_AUFGABEN_.
A) Fassen Sie den Absatz des Lektüreberichts, der mit „Eines Tages überkam mich“ beginnt, als knappe Liste mit seinen wichtigsten Fakten zusammen.
B) Stimmen die folgenden Aussagen mit dem Lektürebericht überein? Antworten Sie jeweils mit Ja oder Nein und zitieren Sie die entscheidenden Worte des Berichts.
(i) Die deutsche Übersetzung erschien 2015.
(ii) Jemisin gewann den Hugo Award dreimal hintereinander.
(iii) Die Tor-Ausgabe wird als leicht und handlich beschrieben.
C) Führen Sie den Lektürebericht zu ›Zerrissene Erde‹ im Anschluss an seinen letzten Satz fort.

_VORGEGEBENER TEXT_.
========================================================================
Kurzer Bericht zur Lektüre von ›Zerrissene Erde‹ von N. K. Jemisin

Eines Tages überkam mich die Lust, eine Lovecraft-Geschichte in der edlen, aber sehr schweren und unbequemen Tor-Ausgabe zu lesen: Der Schatten über Innsmouth. Nach Beendigung dieser athletischen Lesung erinnerte ich mich an meine Sehnsucht nach zeitgenössischer Fantasy oder Science Fiction, die neben Einfällen und Ideen auch literarisch etwas zu bieten hat. Bei der anschließenden Suche auf der Webseite von Tor-Online stieß ich auf den Namen Nora Keita Jemisin: Von 2016 bis 2018 hatte die Autorin dreimal hintereinander den Hugo Award in der Kategorie Best Novel gewonnen. Wenn das keine Referenz ist. Ich besorgte mir also den ersten Teil ihrer Broken-Earth-Trilogy ›Zerrissene Erde‹. 2015 erschien die Originalausgabe unter dem Titel ›Fifth Season‹, 2018 die deutsche Übersetzung von Susanne Gerold im Knaur Verlag. Es war eine ziemlich aufregende Leseerfahrung.
========================================================================
_MATERIAL_.
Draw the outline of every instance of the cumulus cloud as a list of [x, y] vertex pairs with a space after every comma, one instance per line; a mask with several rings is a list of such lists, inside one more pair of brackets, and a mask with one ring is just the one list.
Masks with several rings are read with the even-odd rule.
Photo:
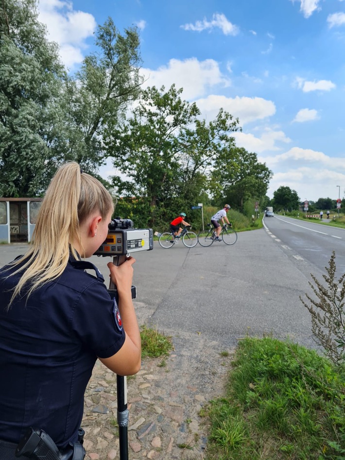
========================================================================
_SCHRIFTLICHE ANTWORTEN_.
A)
- Lektüre von Lovecrafts „Der Schatten über Innsmouth“ in der edlen, aber sehr schweren und unbequemen Tor-Ausgabe
- Danach Sehnsucht nach zeitgenössischer Fantasy oder Science Fiction, die neben Einfällen und Ideen auch literarisch etwas bietet
- Bei der Suche auf Tor-Online stößt der Bericht auf Nora Keita Jemisin. Sie gewann von 2016 bis 2018 dreimal hintereinander den Hugo Award in der Kategorie Best Novel.
- Kauf von ›Zerrissene Erde‹, dem ersten Teil der Broken-Earth-Trilogy
- Originalausgabe 2015 als ›Fifth Season‹, deutsche Übersetzung 2018 von Susanne Gerold im Knaur Verlag
- Eindruck: eine ziemlich aufregende Leseerfahrung

B)
(i) Nein: „2015 erschien die Originalausgabe unter dem Titel ›Fifth Season‹, 2018 die deutsche Übersetzung“
(ii) Ja: „hatte die Autorin dreimal hintereinander den Hugo Award in der Kategorie Best Novel gewonnen“
(iii) Nein: „in der edlen, aber sehr schweren und unbequemen Tor-Ausgabe“

C)
Ich lese also erst einmal das Vorspiel (14 von nicht ganz 500 Seiten), das mich einigermaßen verwirrt zurücklässt. Dann das erste Kapitel: Es geht um Essun, eine Mutter, deren kleiner Sohn erschlagen und ältere Tochter entführt wurde. Und zwar vom Vater ihrer Kinder! Und dann eröffnet sich nach und nach eine sehr seltsame Welt. Es gibt eine Erde, Vater Erde, die im wahrsten Sinne bewegt ist: Gigantische vulkanische Aktivitäten und Verschiebungen der Erdplatten, die universelle Katastrophen und Massensterben hervorrufen, die sich allerdings nicht in Abständen von Jahrmillionen oder Jahrtausenden, sondern innerhalb weniger Jahrhunderten abspielen. Aufgezeichnet sind 12 solcher Fünftzeiten, wie Fifth Season ins Deutsche übersetzt wurde. Fünfte Jahreszeit würde in diesem Zusammenhang auch unangemessen klingen. Bewohnt wird diese unruhige Erde von Wesen in verschiedenen Gems (Gemeinschaften), die weitgehend abgeschlossen voneinander existieren. Es gibt verschiedene Rassen und Ordnungen, unter denen die Stillköpfe (Du und ich) die kleinste Rolle spielen.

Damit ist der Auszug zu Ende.